* [Выбранный фрагмент]
○ ○ ○ ○

Иногда епископом избирали не духовное, а светское лицо. Требование безбрачия к епископу еще не предъявлялось, хотя на практике оно уже стало обычаем. Только на Трулльском соборе (692 г.) было вынесено постановление, что епископ обязан вести безбрачную жизнь.
После избрания епископа устанавливалось, какое имущество должно принадлежать лично ему. Все остальное, приобретенное им, считалось достоянием церкви.
Епископ избирался на свою кафедру пожизненно, перевод на другую кафедру запрещался. Сместить епископа мог только собор.
Материальные богатства епархий использовались в первую очередь самими епископами, которые стали считать роскошь при выходах и в быту необходимой для поддержания своего престижа. Доходы епископов были колоссальными. Иоанн Златоуст, будучи епископом, мог на личные средства содержать 7700 бедняков и штат двух госпиталей.
Главные доходы епископии складывались из поступлений от земель, деревень, эргастириев, мельниц, находившихся в церковной собственности. Епископ являлся крупным землевладельцем. В IV— V вв. церковь жестоко эксплуатировала местное население.
Как уже указывалось, в организационном отношении восточная церковь в первой половине IV в. делилась на несколько самостоятельных центров, таковыми были: Александрия, Антиохия, Ираклия (Фракия), Кесария (Понт), Эфес (Азия). В каждом из них имелась своя верхушка церковной иерархии.
Высшие чины церкви назывались по-разному. Никейский собор отвел важное место митрополиту; но тем не менее наиболее видные церкви — константинопольская, антиохийская. александрийская — сохраняли за своими главами титул архиепископа. Наименование патриарх в IV в. прилагалось к престарелым, почтенным епископам и не имело особого значения. В V в. появилось звание экзарха как главы церкви в рамках гражданского диоцеза.

○ ○ ○ ○

* [Записи набора данных]
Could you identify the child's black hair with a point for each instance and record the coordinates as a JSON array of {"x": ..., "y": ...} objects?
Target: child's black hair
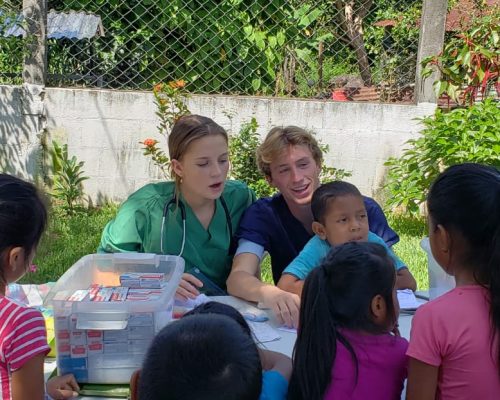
[
  {"x": 327, "y": 192},
  {"x": 466, "y": 199},
  {"x": 336, "y": 295},
  {"x": 214, "y": 307},
  {"x": 23, "y": 216},
  {"x": 206, "y": 357}
]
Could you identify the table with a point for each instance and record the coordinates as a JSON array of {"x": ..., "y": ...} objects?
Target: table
[{"x": 283, "y": 345}]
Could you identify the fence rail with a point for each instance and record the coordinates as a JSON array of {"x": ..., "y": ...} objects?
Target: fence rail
[{"x": 305, "y": 48}]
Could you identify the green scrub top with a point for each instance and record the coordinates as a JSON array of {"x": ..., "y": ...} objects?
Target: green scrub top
[{"x": 137, "y": 227}]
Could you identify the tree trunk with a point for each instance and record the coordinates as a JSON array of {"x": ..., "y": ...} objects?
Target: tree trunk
[{"x": 353, "y": 16}]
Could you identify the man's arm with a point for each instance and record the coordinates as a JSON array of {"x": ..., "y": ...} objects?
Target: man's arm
[
  {"x": 244, "y": 282},
  {"x": 291, "y": 283}
]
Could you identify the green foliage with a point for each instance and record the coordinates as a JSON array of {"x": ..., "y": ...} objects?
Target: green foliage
[
  {"x": 448, "y": 138},
  {"x": 470, "y": 62},
  {"x": 393, "y": 50},
  {"x": 67, "y": 178},
  {"x": 67, "y": 239},
  {"x": 170, "y": 101}
]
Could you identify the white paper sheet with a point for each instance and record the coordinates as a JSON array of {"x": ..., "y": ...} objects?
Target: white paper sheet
[{"x": 407, "y": 300}]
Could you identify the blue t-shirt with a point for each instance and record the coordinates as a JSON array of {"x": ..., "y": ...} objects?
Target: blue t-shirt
[
  {"x": 274, "y": 386},
  {"x": 316, "y": 249},
  {"x": 269, "y": 223}
]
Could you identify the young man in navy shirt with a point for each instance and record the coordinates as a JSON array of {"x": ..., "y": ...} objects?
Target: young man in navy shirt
[{"x": 290, "y": 159}]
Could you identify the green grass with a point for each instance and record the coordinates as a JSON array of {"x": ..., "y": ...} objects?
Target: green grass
[
  {"x": 70, "y": 237},
  {"x": 66, "y": 240},
  {"x": 410, "y": 231}
]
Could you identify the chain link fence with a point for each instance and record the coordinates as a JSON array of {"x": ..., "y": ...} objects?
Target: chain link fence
[{"x": 299, "y": 48}]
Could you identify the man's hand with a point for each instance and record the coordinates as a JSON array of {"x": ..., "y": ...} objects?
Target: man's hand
[
  {"x": 188, "y": 287},
  {"x": 62, "y": 387},
  {"x": 285, "y": 305}
]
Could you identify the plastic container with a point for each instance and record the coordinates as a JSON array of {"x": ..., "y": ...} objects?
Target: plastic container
[
  {"x": 105, "y": 342},
  {"x": 439, "y": 281}
]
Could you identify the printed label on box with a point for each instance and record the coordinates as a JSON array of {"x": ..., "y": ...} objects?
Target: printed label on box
[
  {"x": 140, "y": 332},
  {"x": 78, "y": 351},
  {"x": 95, "y": 348},
  {"x": 120, "y": 335},
  {"x": 116, "y": 347}
]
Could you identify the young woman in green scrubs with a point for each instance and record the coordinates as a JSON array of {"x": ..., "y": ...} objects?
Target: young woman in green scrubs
[{"x": 193, "y": 216}]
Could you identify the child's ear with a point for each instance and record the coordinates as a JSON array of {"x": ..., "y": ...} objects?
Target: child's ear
[
  {"x": 443, "y": 243},
  {"x": 379, "y": 309},
  {"x": 176, "y": 167},
  {"x": 15, "y": 258},
  {"x": 319, "y": 229}
]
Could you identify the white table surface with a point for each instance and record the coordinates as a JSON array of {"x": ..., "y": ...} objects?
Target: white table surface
[{"x": 283, "y": 345}]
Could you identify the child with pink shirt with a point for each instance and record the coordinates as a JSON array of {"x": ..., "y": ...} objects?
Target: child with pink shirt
[
  {"x": 345, "y": 348},
  {"x": 454, "y": 347},
  {"x": 23, "y": 339}
]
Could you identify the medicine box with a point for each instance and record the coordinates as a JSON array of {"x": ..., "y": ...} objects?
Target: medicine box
[{"x": 104, "y": 340}]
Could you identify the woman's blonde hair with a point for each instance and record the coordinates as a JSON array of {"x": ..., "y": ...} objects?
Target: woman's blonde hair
[
  {"x": 279, "y": 139},
  {"x": 187, "y": 129}
]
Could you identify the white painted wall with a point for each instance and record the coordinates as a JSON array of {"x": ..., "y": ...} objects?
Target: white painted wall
[{"x": 104, "y": 127}]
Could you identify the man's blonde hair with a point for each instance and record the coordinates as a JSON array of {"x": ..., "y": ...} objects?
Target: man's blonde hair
[{"x": 281, "y": 138}]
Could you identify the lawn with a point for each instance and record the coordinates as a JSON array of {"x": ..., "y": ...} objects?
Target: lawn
[{"x": 69, "y": 237}]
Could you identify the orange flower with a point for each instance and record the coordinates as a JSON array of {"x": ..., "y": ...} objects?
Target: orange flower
[
  {"x": 177, "y": 84},
  {"x": 158, "y": 87},
  {"x": 149, "y": 142}
]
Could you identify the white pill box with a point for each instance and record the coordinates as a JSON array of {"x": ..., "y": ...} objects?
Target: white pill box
[{"x": 105, "y": 339}]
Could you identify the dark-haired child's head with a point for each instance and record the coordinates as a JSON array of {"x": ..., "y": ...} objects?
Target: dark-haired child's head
[
  {"x": 339, "y": 213},
  {"x": 23, "y": 217},
  {"x": 464, "y": 219},
  {"x": 214, "y": 307},
  {"x": 357, "y": 283},
  {"x": 206, "y": 357}
]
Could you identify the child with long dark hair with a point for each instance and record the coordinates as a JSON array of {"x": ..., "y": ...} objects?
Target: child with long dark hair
[
  {"x": 23, "y": 338},
  {"x": 454, "y": 347},
  {"x": 345, "y": 348}
]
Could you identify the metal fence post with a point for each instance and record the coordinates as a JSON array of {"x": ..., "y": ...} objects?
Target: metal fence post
[
  {"x": 430, "y": 42},
  {"x": 35, "y": 61}
]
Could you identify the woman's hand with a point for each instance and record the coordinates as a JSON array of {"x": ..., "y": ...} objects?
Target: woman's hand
[
  {"x": 188, "y": 288},
  {"x": 62, "y": 387}
]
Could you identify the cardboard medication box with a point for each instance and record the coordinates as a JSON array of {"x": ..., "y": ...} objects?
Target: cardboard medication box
[{"x": 103, "y": 329}]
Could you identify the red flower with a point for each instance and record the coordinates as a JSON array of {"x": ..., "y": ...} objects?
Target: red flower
[
  {"x": 149, "y": 142},
  {"x": 158, "y": 87},
  {"x": 177, "y": 84}
]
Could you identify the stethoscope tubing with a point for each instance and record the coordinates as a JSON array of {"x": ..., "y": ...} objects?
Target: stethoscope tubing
[{"x": 182, "y": 208}]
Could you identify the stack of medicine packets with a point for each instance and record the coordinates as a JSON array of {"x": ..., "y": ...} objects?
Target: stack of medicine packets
[{"x": 78, "y": 350}]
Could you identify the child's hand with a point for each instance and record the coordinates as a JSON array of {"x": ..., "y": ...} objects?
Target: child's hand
[{"x": 62, "y": 387}]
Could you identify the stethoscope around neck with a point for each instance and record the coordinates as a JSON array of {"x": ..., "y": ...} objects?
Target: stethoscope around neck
[{"x": 179, "y": 204}]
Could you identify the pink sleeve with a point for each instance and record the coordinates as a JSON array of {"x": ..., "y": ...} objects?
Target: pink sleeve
[
  {"x": 426, "y": 337},
  {"x": 29, "y": 338}
]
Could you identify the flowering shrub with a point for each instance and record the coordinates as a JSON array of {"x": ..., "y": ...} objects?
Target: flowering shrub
[{"x": 170, "y": 101}]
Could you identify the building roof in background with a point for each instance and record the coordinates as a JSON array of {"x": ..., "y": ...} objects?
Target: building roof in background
[
  {"x": 70, "y": 25},
  {"x": 458, "y": 17}
]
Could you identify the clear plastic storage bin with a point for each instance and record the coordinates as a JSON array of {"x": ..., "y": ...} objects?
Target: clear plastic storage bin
[
  {"x": 105, "y": 342},
  {"x": 439, "y": 281}
]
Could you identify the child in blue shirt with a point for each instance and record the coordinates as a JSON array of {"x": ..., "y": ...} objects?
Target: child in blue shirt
[{"x": 339, "y": 217}]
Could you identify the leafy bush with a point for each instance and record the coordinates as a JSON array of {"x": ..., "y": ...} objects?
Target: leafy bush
[
  {"x": 448, "y": 138},
  {"x": 67, "y": 178},
  {"x": 470, "y": 62}
]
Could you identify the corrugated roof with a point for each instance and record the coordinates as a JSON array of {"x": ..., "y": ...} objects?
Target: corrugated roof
[{"x": 70, "y": 25}]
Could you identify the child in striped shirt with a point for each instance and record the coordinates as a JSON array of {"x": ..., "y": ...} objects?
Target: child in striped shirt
[{"x": 23, "y": 338}]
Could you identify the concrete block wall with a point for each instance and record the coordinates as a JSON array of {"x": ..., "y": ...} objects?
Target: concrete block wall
[{"x": 104, "y": 127}]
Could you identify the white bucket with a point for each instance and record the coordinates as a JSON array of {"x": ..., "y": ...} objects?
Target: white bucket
[{"x": 439, "y": 281}]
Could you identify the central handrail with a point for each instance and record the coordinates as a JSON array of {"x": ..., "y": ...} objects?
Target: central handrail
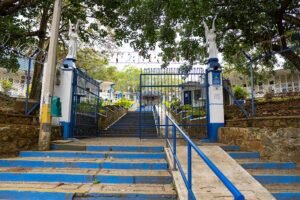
[{"x": 188, "y": 180}]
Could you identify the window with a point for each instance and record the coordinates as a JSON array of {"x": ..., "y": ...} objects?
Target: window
[{"x": 197, "y": 95}]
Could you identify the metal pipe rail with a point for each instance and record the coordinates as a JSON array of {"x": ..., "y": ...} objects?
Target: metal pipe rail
[{"x": 188, "y": 180}]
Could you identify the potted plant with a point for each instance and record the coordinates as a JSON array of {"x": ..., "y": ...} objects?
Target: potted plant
[
  {"x": 7, "y": 85},
  {"x": 240, "y": 95}
]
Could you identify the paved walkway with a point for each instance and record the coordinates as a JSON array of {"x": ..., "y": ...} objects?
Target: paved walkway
[{"x": 205, "y": 183}]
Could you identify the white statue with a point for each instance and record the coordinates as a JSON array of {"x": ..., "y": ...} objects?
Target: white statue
[
  {"x": 73, "y": 39},
  {"x": 210, "y": 36}
]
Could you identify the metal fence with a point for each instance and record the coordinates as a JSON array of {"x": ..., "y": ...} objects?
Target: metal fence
[
  {"x": 16, "y": 70},
  {"x": 85, "y": 105},
  {"x": 182, "y": 94}
]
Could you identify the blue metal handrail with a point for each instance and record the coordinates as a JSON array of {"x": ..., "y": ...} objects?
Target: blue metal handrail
[
  {"x": 188, "y": 180},
  {"x": 157, "y": 118}
]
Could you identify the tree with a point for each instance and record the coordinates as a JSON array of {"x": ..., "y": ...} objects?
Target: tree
[
  {"x": 174, "y": 25},
  {"x": 28, "y": 22},
  {"x": 7, "y": 85},
  {"x": 128, "y": 79}
]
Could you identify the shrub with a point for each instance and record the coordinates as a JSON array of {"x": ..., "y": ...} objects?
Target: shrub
[
  {"x": 124, "y": 103},
  {"x": 239, "y": 93},
  {"x": 6, "y": 85}
]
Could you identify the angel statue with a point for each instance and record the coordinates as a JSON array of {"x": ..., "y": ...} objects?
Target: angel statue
[
  {"x": 210, "y": 36},
  {"x": 73, "y": 39}
]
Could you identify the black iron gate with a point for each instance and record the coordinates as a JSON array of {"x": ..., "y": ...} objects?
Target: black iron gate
[
  {"x": 180, "y": 94},
  {"x": 85, "y": 105}
]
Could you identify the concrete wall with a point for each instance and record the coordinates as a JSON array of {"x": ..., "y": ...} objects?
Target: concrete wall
[
  {"x": 16, "y": 137},
  {"x": 262, "y": 122},
  {"x": 277, "y": 144}
]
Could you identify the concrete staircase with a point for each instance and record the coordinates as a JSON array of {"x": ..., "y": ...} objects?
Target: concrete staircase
[
  {"x": 128, "y": 126},
  {"x": 282, "y": 179},
  {"x": 88, "y": 172}
]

○ ○ ○ ○

* [Постановка задачи 1] Перечислите все самостоятельные центры, на которые, согласно фрагменту об устройстве церкви, делилась восточная церковь в первой половине IV в.
* [Постановка задачи 2] Выпишите из записей все строки, где встречается слово "potted".
Фрагмент и записи никак не связаны друг с другом.

* [Ожидаемый ответ 1] Александрия, Антиохия, Ираклия (Фракия), Кесария (Понт), Эфес (Азия).

* [Ожидаемый ответ 2]
Could you identify the potted plant with a point for each instance and record the coordinates as a JSON array of {"x": ..., "y": ...} objects?
Target: potted plant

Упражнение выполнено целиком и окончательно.